Region labeling data:

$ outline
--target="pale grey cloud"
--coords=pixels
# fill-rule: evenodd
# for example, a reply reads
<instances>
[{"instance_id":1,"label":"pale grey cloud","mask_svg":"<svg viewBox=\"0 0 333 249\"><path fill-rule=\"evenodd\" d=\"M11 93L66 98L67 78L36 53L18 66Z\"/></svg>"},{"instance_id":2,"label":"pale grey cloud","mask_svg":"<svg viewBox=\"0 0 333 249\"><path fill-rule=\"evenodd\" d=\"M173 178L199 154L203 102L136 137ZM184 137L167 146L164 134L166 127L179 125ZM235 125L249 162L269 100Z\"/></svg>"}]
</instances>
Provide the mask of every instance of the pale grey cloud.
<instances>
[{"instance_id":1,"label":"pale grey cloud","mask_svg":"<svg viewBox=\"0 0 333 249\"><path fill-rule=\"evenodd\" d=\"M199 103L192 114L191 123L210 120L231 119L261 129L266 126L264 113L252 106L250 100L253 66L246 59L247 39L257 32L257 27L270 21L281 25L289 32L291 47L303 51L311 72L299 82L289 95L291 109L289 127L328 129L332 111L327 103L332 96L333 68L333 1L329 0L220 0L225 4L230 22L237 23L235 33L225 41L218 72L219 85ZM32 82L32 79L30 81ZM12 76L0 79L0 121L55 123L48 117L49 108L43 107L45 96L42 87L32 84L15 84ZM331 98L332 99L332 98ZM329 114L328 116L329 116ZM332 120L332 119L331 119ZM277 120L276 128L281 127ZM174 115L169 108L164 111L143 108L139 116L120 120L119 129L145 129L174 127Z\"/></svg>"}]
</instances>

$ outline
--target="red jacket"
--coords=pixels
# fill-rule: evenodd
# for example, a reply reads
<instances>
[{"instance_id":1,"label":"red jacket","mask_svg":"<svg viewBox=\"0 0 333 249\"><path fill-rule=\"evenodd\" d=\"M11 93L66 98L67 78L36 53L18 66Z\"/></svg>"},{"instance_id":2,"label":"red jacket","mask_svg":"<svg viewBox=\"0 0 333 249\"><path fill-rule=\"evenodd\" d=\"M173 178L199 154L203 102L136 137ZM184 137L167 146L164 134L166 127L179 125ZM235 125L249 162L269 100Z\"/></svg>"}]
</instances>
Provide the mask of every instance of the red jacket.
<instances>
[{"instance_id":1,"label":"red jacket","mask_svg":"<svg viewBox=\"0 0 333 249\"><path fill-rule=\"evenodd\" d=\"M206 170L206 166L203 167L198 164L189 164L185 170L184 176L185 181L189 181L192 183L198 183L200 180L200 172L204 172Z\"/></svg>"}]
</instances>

AIM:
Please report every line of the data above that contains the word "Provide", copying each line in full. Case counts.

TASK RESULT:
Provide the mask of every instance of the pale grey cloud.
Provide the mask of every instance of the red jacket.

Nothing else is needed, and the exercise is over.